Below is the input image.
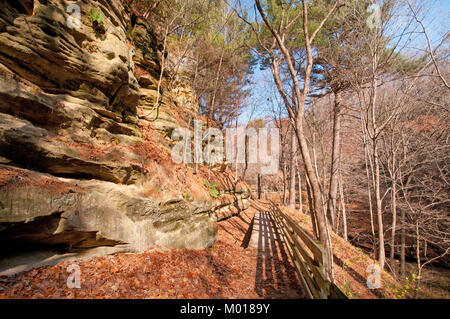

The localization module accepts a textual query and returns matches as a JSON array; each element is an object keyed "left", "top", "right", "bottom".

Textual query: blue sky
[{"left": 234, "top": 0, "right": 450, "bottom": 123}]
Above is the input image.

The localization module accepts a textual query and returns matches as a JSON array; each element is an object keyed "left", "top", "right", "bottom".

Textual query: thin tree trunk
[
  {"left": 390, "top": 180, "right": 397, "bottom": 272},
  {"left": 258, "top": 174, "right": 261, "bottom": 199},
  {"left": 208, "top": 46, "right": 225, "bottom": 120},
  {"left": 327, "top": 92, "right": 341, "bottom": 230},
  {"left": 282, "top": 160, "right": 287, "bottom": 205},
  {"left": 289, "top": 130, "right": 297, "bottom": 210},
  {"left": 400, "top": 209, "right": 406, "bottom": 279},
  {"left": 339, "top": 169, "right": 348, "bottom": 240},
  {"left": 295, "top": 158, "right": 303, "bottom": 214}
]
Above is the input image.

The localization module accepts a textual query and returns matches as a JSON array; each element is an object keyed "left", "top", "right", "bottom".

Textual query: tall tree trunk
[
  {"left": 400, "top": 209, "right": 406, "bottom": 279},
  {"left": 327, "top": 91, "right": 342, "bottom": 230},
  {"left": 295, "top": 158, "right": 303, "bottom": 214},
  {"left": 289, "top": 130, "right": 297, "bottom": 210},
  {"left": 390, "top": 180, "right": 397, "bottom": 275},
  {"left": 339, "top": 169, "right": 348, "bottom": 240},
  {"left": 208, "top": 46, "right": 225, "bottom": 120},
  {"left": 282, "top": 159, "right": 287, "bottom": 205},
  {"left": 372, "top": 139, "right": 386, "bottom": 269},
  {"left": 258, "top": 174, "right": 261, "bottom": 199}
]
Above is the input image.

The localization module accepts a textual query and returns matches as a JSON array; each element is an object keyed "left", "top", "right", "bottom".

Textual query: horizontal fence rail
[{"left": 270, "top": 205, "right": 347, "bottom": 299}]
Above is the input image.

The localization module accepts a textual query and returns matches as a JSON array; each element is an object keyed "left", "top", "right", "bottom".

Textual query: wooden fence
[{"left": 271, "top": 205, "right": 347, "bottom": 299}]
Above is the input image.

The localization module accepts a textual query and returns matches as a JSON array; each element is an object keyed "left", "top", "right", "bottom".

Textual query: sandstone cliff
[{"left": 0, "top": 0, "right": 250, "bottom": 273}]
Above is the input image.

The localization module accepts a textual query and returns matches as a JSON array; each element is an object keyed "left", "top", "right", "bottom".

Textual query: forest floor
[{"left": 0, "top": 201, "right": 442, "bottom": 299}]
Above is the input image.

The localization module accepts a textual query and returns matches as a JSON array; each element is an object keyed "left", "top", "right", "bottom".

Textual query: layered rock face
[{"left": 0, "top": 0, "right": 250, "bottom": 273}]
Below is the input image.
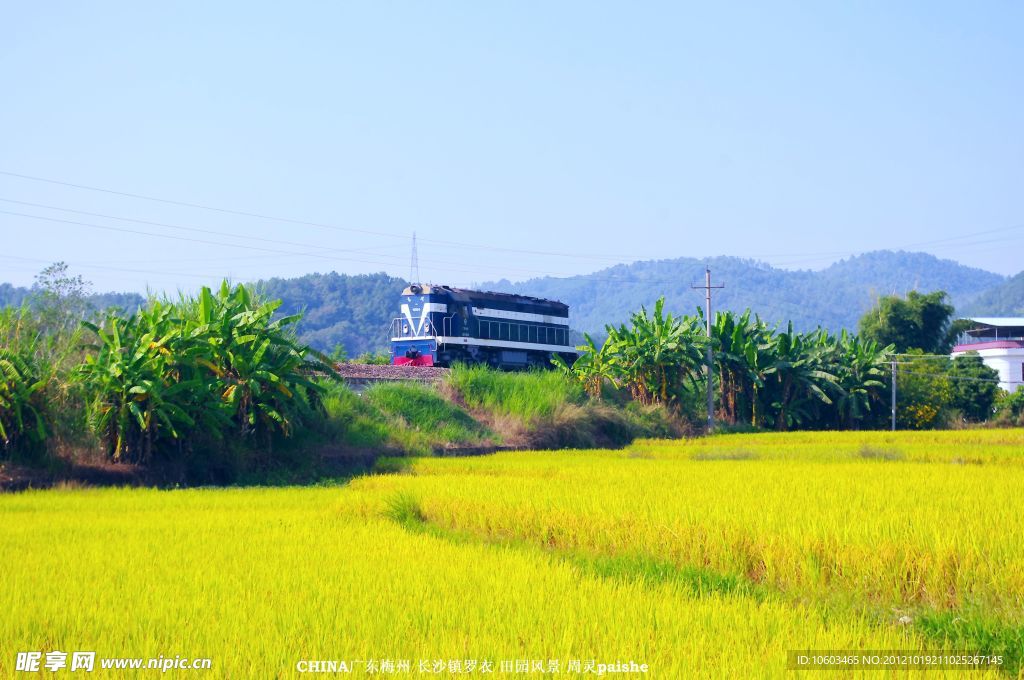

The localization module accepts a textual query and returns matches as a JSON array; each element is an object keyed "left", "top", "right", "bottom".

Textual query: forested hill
[
  {"left": 965, "top": 271, "right": 1024, "bottom": 316},
  {"left": 0, "top": 251, "right": 1024, "bottom": 356},
  {"left": 483, "top": 251, "right": 1006, "bottom": 331},
  {"left": 257, "top": 271, "right": 408, "bottom": 357}
]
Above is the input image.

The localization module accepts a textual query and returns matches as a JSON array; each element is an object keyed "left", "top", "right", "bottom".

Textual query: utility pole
[
  {"left": 892, "top": 358, "right": 896, "bottom": 432},
  {"left": 409, "top": 231, "right": 422, "bottom": 284},
  {"left": 690, "top": 265, "right": 725, "bottom": 432}
]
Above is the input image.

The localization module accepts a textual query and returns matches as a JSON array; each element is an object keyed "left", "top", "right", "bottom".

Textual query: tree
[
  {"left": 948, "top": 352, "right": 999, "bottom": 422},
  {"left": 30, "top": 262, "right": 92, "bottom": 333},
  {"left": 859, "top": 291, "right": 963, "bottom": 354},
  {"left": 607, "top": 297, "right": 707, "bottom": 405},
  {"left": 896, "top": 349, "right": 952, "bottom": 430}
]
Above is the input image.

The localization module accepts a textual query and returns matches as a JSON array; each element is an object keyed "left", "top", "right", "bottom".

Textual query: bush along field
[{"left": 0, "top": 432, "right": 1024, "bottom": 678}]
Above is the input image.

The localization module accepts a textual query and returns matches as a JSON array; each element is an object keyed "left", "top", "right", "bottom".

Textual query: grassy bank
[{"left": 325, "top": 366, "right": 683, "bottom": 456}]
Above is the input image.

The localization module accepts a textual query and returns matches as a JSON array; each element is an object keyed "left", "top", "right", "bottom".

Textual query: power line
[
  {"left": 0, "top": 198, "right": 622, "bottom": 277},
  {"left": 0, "top": 170, "right": 644, "bottom": 262},
  {"left": 0, "top": 210, "right": 585, "bottom": 274}
]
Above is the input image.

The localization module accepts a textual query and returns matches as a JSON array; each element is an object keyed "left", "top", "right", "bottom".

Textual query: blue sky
[{"left": 0, "top": 2, "right": 1024, "bottom": 290}]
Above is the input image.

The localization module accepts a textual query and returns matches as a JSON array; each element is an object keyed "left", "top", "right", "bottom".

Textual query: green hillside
[
  {"left": 965, "top": 271, "right": 1024, "bottom": 316},
  {"left": 0, "top": 251, "right": 1007, "bottom": 356},
  {"left": 484, "top": 251, "right": 1006, "bottom": 331}
]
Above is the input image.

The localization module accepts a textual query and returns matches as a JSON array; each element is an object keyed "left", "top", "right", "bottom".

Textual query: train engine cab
[{"left": 390, "top": 285, "right": 577, "bottom": 370}]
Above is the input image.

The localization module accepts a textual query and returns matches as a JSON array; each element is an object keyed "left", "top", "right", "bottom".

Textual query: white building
[{"left": 952, "top": 316, "right": 1024, "bottom": 392}]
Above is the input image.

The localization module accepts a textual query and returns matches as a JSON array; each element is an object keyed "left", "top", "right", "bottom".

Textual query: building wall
[{"left": 953, "top": 347, "right": 1024, "bottom": 392}]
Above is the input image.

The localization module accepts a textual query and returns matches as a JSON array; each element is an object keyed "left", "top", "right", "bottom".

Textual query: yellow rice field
[{"left": 0, "top": 430, "right": 1024, "bottom": 678}]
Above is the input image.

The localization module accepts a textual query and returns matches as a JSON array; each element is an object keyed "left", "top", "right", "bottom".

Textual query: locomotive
[{"left": 390, "top": 284, "right": 578, "bottom": 371}]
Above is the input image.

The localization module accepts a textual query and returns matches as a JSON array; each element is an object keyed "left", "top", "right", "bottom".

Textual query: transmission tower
[
  {"left": 409, "top": 231, "right": 421, "bottom": 284},
  {"left": 690, "top": 265, "right": 725, "bottom": 432}
]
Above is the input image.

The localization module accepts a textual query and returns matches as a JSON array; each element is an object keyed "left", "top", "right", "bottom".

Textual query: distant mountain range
[
  {"left": 0, "top": 251, "right": 1024, "bottom": 356},
  {"left": 484, "top": 251, "right": 1003, "bottom": 331}
]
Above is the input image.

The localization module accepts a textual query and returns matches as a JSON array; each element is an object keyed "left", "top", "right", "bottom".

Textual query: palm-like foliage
[
  {"left": 830, "top": 331, "right": 895, "bottom": 429},
  {"left": 0, "top": 307, "right": 66, "bottom": 457},
  {"left": 0, "top": 347, "right": 46, "bottom": 452},
  {"left": 565, "top": 300, "right": 892, "bottom": 429},
  {"left": 79, "top": 282, "right": 334, "bottom": 461}
]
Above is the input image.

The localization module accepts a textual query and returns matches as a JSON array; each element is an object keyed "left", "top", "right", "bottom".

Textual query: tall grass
[
  {"left": 449, "top": 365, "right": 586, "bottom": 423},
  {"left": 325, "top": 382, "right": 497, "bottom": 456}
]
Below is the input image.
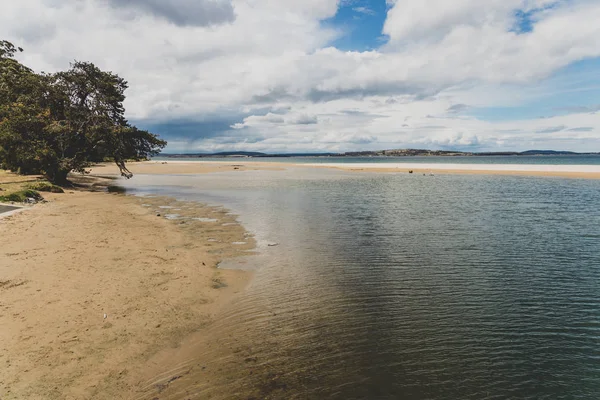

- WORK TO COMPLETE: Identify every line in the entries above that contains the word "field", and copy each of those lines in full. Case counts.

- TASK ANSWER:
Textual query: bush along field
Textual query: yellow rice field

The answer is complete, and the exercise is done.